■ **WHAT THE TASK ASKS**
State how many lines of the data below contain the word "draw", giving only the number.

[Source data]
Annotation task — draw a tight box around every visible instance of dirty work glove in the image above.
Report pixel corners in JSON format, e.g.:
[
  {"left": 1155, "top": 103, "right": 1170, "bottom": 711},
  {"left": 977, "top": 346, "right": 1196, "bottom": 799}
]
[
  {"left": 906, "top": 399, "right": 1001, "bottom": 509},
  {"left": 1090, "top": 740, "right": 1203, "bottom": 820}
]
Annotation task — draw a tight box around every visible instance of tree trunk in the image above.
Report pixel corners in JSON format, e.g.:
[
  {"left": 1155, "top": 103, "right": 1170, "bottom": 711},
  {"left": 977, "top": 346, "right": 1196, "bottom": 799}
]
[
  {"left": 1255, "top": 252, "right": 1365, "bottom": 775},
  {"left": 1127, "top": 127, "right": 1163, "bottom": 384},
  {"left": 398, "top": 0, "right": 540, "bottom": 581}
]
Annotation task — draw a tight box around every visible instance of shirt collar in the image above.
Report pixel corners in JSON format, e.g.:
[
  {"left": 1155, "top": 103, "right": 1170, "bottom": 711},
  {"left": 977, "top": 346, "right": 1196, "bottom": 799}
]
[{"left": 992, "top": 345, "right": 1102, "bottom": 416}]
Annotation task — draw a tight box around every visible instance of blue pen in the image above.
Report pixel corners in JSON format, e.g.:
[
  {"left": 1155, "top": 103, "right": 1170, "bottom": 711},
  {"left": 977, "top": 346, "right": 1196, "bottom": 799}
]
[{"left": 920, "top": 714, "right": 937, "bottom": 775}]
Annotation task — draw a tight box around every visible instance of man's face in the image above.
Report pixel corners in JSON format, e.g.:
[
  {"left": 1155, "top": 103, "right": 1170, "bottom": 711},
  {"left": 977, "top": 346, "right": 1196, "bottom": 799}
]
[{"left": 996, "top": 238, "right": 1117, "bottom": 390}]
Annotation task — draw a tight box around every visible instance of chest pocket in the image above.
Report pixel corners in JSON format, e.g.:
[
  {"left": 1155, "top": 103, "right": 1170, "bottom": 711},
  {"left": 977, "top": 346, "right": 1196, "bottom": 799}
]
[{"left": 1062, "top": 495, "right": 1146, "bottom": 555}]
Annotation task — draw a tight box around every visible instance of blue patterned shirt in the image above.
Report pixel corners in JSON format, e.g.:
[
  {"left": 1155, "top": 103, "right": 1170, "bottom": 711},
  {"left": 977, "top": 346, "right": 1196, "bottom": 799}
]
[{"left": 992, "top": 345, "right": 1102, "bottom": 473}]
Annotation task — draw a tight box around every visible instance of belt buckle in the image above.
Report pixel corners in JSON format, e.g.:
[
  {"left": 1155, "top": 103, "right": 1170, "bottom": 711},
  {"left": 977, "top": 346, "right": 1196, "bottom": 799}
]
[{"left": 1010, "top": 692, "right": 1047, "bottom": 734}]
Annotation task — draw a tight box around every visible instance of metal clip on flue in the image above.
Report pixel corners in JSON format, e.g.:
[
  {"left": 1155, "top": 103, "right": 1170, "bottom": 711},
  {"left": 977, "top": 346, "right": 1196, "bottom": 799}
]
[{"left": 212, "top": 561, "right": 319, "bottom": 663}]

■ **CORRECT ANSWER**
9